> _DOCUMENT PASSAGE_
That’s the view of lawyers at one of the county’s largest law firms, whose clinical negligence team has seen heartbreaking cases of late cancer diagnosis which has led to death.
Lanyon Bowdler Solicitors has offices across the county and experts have welcomed the new National Institute for Health and Care Excellence (NICE) which allow for earlier diagnosis for those suffering with cancer.
Beth Harrison, solicitor in the clinical negligence team at the Shrewsbury office, said: “The team have sadly acted in numerous cases involving a delay in diagnosis of cancer and ending in tragedy.
“A case that touched the heart of all the team involved a young mother of four children, who tragically died of metastatic breast cancer as a result of a 12-month delay in diagnosing her when she first presented with a lump in her breast.
“With proper assessment, appropriate diagnosis and treatment her untimely death would have been avoided.”
The new NICE guidelines encourage GPs to consider cancer as a possible diagnosis much sooner and lower the threshold for people having these important tests to make the diagnosis and ensure early treatment.
Under the guidelines, GPs will be able to order certain tests directly, avoiding the need for referral to a specialist which can cause considerable delay.
Another case that lawyers at Lanyon Bowdler have dealt with raised an important issue regarding the appearance of blood in urine, especially for post-menopausal women.
Beth said: “Even as a one-off, blood in urine can be an indication of cancer.

> _INFORMATION PROVIDED_
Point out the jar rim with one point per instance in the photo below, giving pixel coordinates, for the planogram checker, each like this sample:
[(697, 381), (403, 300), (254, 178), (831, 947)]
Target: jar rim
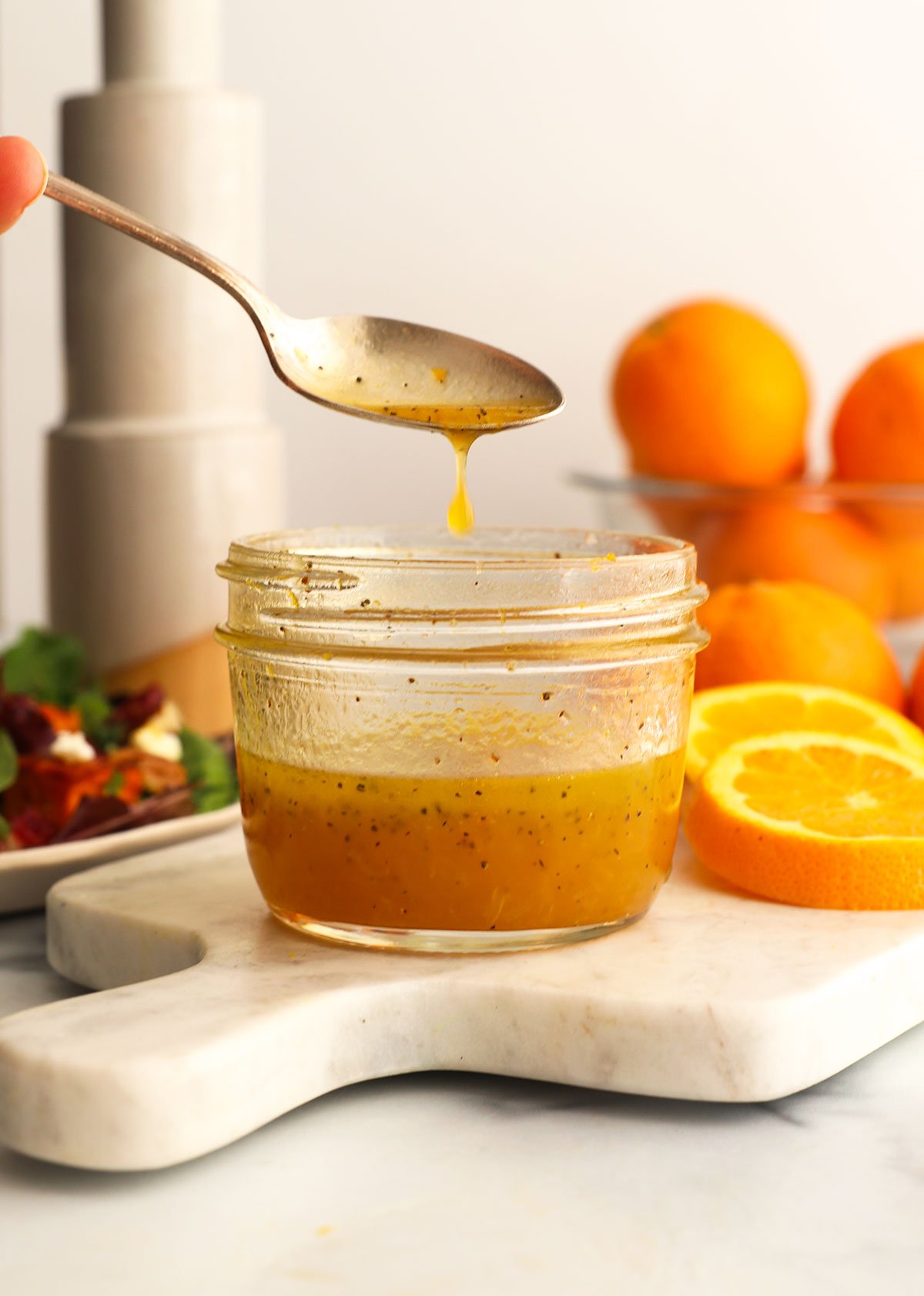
[(400, 588), (432, 548)]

> _WHAT TO WORK ON_
A. Reproduce the part of the cancer diagnosis article that opens with the words containing "Beth Harrison, solicitor" and closes with "ensure early treatment.".
B. In the cancer diagnosis article, how long was the delay in diagnosing the young mother of four?
C. Continue the cancer diagnosis article from the point where it stops.

> _ANSWERS BELOW_
A.
Beth Harrison, solicitor in the clinical negligence team at the Shrewsbury office, said: “The team have sadly acted in numerous cases involving a delay in diagnosis of cancer and ending in tragedy.
“A case that touched the heart of all the team involved a young mother of four children, who tragically died of metastatic breast cancer as a result of a 12-month delay in diagnosing her when she first presented with a lump in her breast.
“With proper assessment, appropriate diagnosis and treatment her untimely death would have been avoided.”
The new NICE guidelines encourage GPs to consider cancer as a possible diagnosis much sooner and lower the threshold for people having these important tests to make the diagnosis and ensure early treatment.

B. 12 months

C.
“However, it can come and go and is sometimes not visible to the naked eye. In this case, a post-menopausal woman complained to her GP of blood in her urine.
“Unfortunately, her GP did not investigate and exclude the most serious potential cause, notably cancer.
“The GP apparently didn’t appreciate the significance of the symptoms. Instead she was treated for a minor ailment called vaginitis. Sadly this lady died of endometrial cancer.
“Evidence was obtained that she would have survived if her GP had referred her when she first presented to him.
“Cases like these really highlight the need for early investigation and a high index of suspicion. Both of these people would almost certainly still be alive today.”
There are more than 300,000 new cases of cancer diagnosed each year in the UK and research shows one in three people will develop cancer in their lifetime.
More than 160,000 people die from cancer each year in the UK, of which thousands are due to a delay in diagnosing cancer.
Beth added: “It is hoped that these new guidelines will speed up patients’ access to treatment and ultimately save lives.”